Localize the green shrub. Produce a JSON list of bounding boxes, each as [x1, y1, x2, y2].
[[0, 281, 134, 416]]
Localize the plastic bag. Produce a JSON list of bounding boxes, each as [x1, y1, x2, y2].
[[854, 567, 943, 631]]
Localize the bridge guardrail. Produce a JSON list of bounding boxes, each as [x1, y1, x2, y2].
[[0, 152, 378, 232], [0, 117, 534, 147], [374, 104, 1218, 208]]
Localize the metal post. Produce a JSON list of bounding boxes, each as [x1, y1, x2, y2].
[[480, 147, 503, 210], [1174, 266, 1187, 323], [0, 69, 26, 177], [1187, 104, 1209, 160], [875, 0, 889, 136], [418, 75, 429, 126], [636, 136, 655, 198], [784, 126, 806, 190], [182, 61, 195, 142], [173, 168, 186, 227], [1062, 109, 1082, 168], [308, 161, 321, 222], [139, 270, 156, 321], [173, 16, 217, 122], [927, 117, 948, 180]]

---

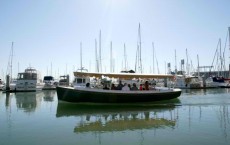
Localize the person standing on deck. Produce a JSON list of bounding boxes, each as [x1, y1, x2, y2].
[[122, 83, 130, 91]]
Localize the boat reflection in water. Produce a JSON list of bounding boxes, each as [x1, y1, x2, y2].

# WORK INSTRUCTIONS
Scale the bounding-box coordinates in the answers by 1.15, rounding each to a whole number with halves going up, and write the lines out again with their requests unchanged. Begin at the line that has "Localize the bridge", stop after the line that has "104, 1218, 208]]", and give only those lines.

# RESULT OF THIS TASK
Localize the bridge guardrail. Produce a JSON list of bounding boxes, each as [x1, y1, x2, y2].
[[0, 175, 435, 267], [0, 135, 614, 169], [430, 120, 1401, 239]]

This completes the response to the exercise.